→ Your goal: Once you have read the records below, write them all out exactly as given.
Start of Information provided
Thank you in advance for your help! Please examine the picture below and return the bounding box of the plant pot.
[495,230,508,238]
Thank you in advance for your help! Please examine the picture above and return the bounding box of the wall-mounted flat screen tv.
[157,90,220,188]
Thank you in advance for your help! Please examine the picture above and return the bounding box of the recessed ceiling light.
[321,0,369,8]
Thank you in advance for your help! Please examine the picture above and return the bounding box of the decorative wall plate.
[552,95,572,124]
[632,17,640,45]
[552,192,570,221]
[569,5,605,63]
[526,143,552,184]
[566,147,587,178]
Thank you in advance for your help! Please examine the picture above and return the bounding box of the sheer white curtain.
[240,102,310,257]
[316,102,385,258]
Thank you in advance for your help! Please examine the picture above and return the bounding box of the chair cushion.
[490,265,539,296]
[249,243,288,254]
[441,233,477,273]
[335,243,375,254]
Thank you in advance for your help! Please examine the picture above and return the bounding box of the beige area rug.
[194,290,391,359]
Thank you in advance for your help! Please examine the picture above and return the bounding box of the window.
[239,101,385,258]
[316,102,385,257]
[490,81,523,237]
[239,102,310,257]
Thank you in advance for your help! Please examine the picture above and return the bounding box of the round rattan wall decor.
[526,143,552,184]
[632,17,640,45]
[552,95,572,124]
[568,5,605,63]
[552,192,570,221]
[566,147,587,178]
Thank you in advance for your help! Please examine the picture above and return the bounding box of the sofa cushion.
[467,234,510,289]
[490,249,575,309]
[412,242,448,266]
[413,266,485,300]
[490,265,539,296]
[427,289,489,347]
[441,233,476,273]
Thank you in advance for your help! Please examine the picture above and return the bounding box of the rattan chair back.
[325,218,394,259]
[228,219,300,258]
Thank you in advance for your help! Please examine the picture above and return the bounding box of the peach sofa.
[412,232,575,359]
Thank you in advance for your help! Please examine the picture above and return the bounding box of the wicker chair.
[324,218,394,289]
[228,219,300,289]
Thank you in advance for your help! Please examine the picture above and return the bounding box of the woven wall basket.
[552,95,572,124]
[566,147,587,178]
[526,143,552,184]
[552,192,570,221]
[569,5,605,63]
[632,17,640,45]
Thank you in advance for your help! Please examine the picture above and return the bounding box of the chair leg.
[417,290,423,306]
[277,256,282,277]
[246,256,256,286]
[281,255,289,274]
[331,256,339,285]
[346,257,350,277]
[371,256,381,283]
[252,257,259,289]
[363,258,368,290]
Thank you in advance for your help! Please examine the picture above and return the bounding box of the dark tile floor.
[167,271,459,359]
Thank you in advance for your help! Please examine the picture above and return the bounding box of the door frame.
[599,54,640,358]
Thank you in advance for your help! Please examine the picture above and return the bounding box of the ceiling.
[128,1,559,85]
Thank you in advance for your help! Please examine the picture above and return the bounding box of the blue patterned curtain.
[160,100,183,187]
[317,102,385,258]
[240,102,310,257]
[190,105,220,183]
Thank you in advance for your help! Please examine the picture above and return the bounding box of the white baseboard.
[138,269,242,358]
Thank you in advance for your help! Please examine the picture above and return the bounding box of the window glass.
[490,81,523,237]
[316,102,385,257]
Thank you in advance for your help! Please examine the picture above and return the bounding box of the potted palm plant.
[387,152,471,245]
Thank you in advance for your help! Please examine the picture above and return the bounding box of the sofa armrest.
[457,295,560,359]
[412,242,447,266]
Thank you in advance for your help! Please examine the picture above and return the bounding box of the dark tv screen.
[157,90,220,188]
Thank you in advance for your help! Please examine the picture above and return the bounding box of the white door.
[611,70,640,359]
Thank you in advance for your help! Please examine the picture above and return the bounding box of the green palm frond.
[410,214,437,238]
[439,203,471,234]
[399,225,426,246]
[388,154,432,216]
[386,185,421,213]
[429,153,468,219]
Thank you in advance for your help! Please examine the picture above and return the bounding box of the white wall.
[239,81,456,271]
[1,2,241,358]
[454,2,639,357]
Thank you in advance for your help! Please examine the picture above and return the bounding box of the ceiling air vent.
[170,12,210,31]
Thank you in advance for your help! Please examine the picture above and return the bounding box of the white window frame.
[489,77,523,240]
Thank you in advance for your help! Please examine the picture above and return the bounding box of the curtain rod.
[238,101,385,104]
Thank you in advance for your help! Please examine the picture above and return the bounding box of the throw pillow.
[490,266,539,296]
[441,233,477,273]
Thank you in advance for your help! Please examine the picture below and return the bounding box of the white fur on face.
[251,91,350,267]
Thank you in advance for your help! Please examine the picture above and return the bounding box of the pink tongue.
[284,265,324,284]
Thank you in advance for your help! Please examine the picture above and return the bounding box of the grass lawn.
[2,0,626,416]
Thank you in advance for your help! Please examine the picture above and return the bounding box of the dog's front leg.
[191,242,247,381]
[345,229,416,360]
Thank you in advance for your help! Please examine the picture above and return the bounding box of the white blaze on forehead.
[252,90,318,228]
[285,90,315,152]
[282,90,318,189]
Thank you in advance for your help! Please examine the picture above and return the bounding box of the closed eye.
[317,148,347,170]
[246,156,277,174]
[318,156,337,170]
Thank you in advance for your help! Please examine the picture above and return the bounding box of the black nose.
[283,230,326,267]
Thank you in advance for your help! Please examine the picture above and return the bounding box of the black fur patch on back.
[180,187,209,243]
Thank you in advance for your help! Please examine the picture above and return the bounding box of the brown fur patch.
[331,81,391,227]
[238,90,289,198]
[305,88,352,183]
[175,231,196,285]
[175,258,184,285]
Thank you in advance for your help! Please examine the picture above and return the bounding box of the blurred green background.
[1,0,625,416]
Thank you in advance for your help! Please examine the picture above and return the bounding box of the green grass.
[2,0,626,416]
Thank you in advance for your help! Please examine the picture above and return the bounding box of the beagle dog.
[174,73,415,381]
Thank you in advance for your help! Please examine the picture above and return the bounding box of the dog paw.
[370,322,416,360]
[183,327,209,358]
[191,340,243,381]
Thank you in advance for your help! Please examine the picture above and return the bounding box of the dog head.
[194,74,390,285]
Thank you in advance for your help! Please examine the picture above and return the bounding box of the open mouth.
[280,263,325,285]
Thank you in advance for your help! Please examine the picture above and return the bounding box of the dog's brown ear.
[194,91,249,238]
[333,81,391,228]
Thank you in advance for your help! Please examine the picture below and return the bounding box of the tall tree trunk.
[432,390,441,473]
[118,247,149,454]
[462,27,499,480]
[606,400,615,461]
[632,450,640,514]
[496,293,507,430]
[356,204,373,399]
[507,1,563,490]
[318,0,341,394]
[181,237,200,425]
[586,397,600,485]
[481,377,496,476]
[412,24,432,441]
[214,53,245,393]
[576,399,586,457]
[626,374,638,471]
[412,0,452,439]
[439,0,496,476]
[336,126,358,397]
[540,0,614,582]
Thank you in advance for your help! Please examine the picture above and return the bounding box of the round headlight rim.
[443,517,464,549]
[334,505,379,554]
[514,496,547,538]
End of Information provided
→ Result of this task:
Thank you in advance for your help! Please examine the picture below and return the bounding box of the plant pot.
[495,230,508,238]
Thank you in advance for your help! Please examine the picture above and return the bounding box of the wall-mounted flat screen tv.
[157,90,220,188]
Thank you in advance for your help! Please examine the picture above and return the bounding box of the recessed ceiling light.
[321,0,369,8]
Thank you in advance for your help! Please examine the picture above and return the bounding box of the decorative wall plate.
[552,95,572,124]
[632,17,640,45]
[552,192,570,221]
[569,5,605,63]
[526,143,552,184]
[566,147,587,178]
Thank you in advance for your help! Please examine the picture above and return the bounding box of the sheer white curtain.
[240,102,310,257]
[316,102,385,258]
Thank you in advance for your help! Please examine the picture above and return the bounding box of the chair cushion.
[490,265,539,296]
[249,243,288,254]
[441,233,477,273]
[335,243,375,254]
Thank you in advance for your help! Please examine the picture above and return the bounding box of the beige area rug.
[194,290,391,359]
Thank you in advance for your help! Please examine the picture above and return the bounding box of the window.
[239,101,385,258]
[316,102,385,257]
[490,81,523,237]
[239,102,310,257]
Thank you in advance for your help! Please examine the picture above and return the bounding box of the round rattan wall decor.
[526,143,552,184]
[632,17,640,45]
[552,95,572,124]
[568,5,605,63]
[552,192,570,221]
[566,147,587,178]
Thank you in advance for your help! Please examine the picture above and return the bounding box of the sofa cushion.
[467,234,510,289]
[490,249,575,309]
[412,242,448,266]
[413,266,485,300]
[490,265,539,296]
[427,289,489,347]
[441,233,476,273]
Thank you in advance for your help! Please examine the picture above and return the bounding box of the rattan chair back.
[325,218,394,259]
[228,219,300,258]
Thank you in advance for your help! Please examine the picture above and return the bounding box of the peach sofa.
[412,232,575,359]
Thank you in advance for your help! Please examine the picture above and return the bounding box of the wicker chair.
[324,218,394,289]
[228,219,300,289]
Thank you in advance for your help! Please examine the picture above and return the bounding box of the woven wall basket.
[552,95,572,124]
[566,147,587,178]
[526,143,552,184]
[552,192,570,221]
[569,5,605,63]
[632,17,640,45]
Thank you in advance for your help! Please examine the picture above and return the bounding box of the chair leg.
[417,290,423,306]
[277,256,282,277]
[246,256,256,286]
[281,255,289,274]
[331,256,339,285]
[346,257,350,277]
[371,256,381,283]
[252,257,259,289]
[363,258,368,290]
Thank you in advance for your help! Please examine the picture above and return the bounding box of the dark tile floor.
[167,271,459,359]
Thank you in advance for your help! Please examine the picture above and return the bounding box of the door frame.
[599,54,640,358]
Thank you in advance for your help! Please examine the picture above and return the bounding box of the ceiling.
[128,1,559,85]
Thank you in advance for your help! Please examine the picture above and return the bounding box of the blue patterned curtain.
[160,100,183,187]
[317,102,385,258]
[240,102,310,257]
[190,105,220,183]
Thank you in advance for your help! Please examine the picture above and return the bounding box of the white baseboard.
[138,269,242,358]
Thank you in advance for your help! Please examine the picture above and return the bounding box of the window glass.
[490,81,523,237]
[316,102,385,257]
Thank you in advance for your help! Please examine the picture above and return the bounding box of the potted palm plant.
[387,152,471,245]
Thank you in advance for your help! Please examine the picture above and return the bounding box of the sofa armrest.
[457,295,560,359]
[412,242,447,266]
Thank you in advance for your help! Please examine the picture above and return the bounding box of the dark tv screen.
[157,90,220,188]
Thank you in advance for your help! Please examine the picture above and return the bounding box of the white door.
[611,70,640,359]
Thank you in advance for your help! Please examine the picture above and return the bounding box of the green palm frond.
[410,214,437,238]
[439,203,471,234]
[399,225,426,246]
[388,154,432,216]
[386,185,421,213]
[429,153,468,219]
Thank you in advance for your help! Please examine the picture above and return the bounding box of the white wall.
[239,81,456,271]
[1,2,241,358]
[454,2,639,357]
Thank you in advance for your help! Please examine the picture above and return the bounding box of the ceiling air vent.
[170,12,210,31]
Thank you in advance for your help! Please examine the picture above and return the bounding box of the white window frame.
[489,77,523,240]
Thank you in advance for your help! Please examine the picture above and return the bounding box of the curtain rod.
[238,101,385,104]
Thank you in advance for your help! Please examine the picture above and return the bounding box of the throw pillow.
[490,266,539,296]
[441,233,477,273]
Thank you in advance for your help! Please examine the picture below and return the bounding box of the white fur on face.
[251,91,350,267]
Thank you in advance for your help! Please examine the picture above and return the bounding box of the pink tongue.
[284,265,324,284]
Thank you in advance for your help! Please examine the picture above and return the bounding box of the grass lawn.
[2,0,626,416]
Thank you in advance for your help! Please examine the picture above and return the bounding box of the dog's front leg.
[191,242,247,381]
[345,229,416,360]
Thank you in advance for your help! Please examine the picture above and return the bounding box of the white blaze on forehead.
[252,90,318,228]
[285,90,315,152]
[282,90,318,189]
Thank you in advance for your help! Please examine the picture above and return the bounding box of the closed eye.
[317,148,347,170]
[246,156,277,174]
[318,156,337,170]
Thank you in advance for your help! Please examine the picture above and return the bounding box of the black nose.
[283,230,326,267]
Thank you in advance for your help! Please examine the picture above and return the bounding box of the black fur patch on back.
[180,187,209,243]
Thank you in advance for your help! Please examine the picture above and return the bounding box of the brown fur patch.
[331,81,391,227]
[238,90,289,198]
[305,88,352,183]
[175,231,196,285]
[175,258,184,285]
Thank you in advance for your help! Please examine the picture above and return the bounding box of the blurred green background.
[1,0,625,416]
Thank you in advance for your help! Please examine the picture above and return the bounding box of the green grass.
[2,0,626,416]
Thank you in advance for your help! Please examine the picture above and return the bounding box of the beagle dog.
[174,73,415,381]
Thank you in advance for your help! Please examine the picture above and return the bounding box of the dog paw.
[370,322,416,360]
[183,327,209,358]
[191,340,243,381]
Thank you in advance for your help! Please examine the picture above and return the bounding box of the dog head.
[194,74,390,285]
Thank you in advance for your help! Please examine the picture above and return the bounding box of the open mouth.
[280,263,325,285]
Thank you in advance for your help! Please examine the picture above and return the bounding box of the dog's brown ear.
[194,91,249,238]
[333,81,391,228]
Thank you in advance for your help! Please examine the picture below and return the bounding box of the tall tree trunk.
[432,390,441,473]
[118,247,149,454]
[462,27,499,480]
[606,400,615,461]
[632,450,640,514]
[496,293,507,430]
[356,204,373,399]
[507,1,563,490]
[318,0,341,394]
[181,237,200,425]
[586,397,600,485]
[481,377,496,476]
[412,24,432,441]
[214,53,245,393]
[576,399,586,457]
[626,374,638,471]
[412,0,452,439]
[439,0,496,476]
[336,126,358,397]
[540,0,614,582]
Thank you in advance for your help! Please examine the picture above and return the bounding box of the round headlight rim.
[443,517,464,549]
[334,505,379,554]
[514,496,547,538]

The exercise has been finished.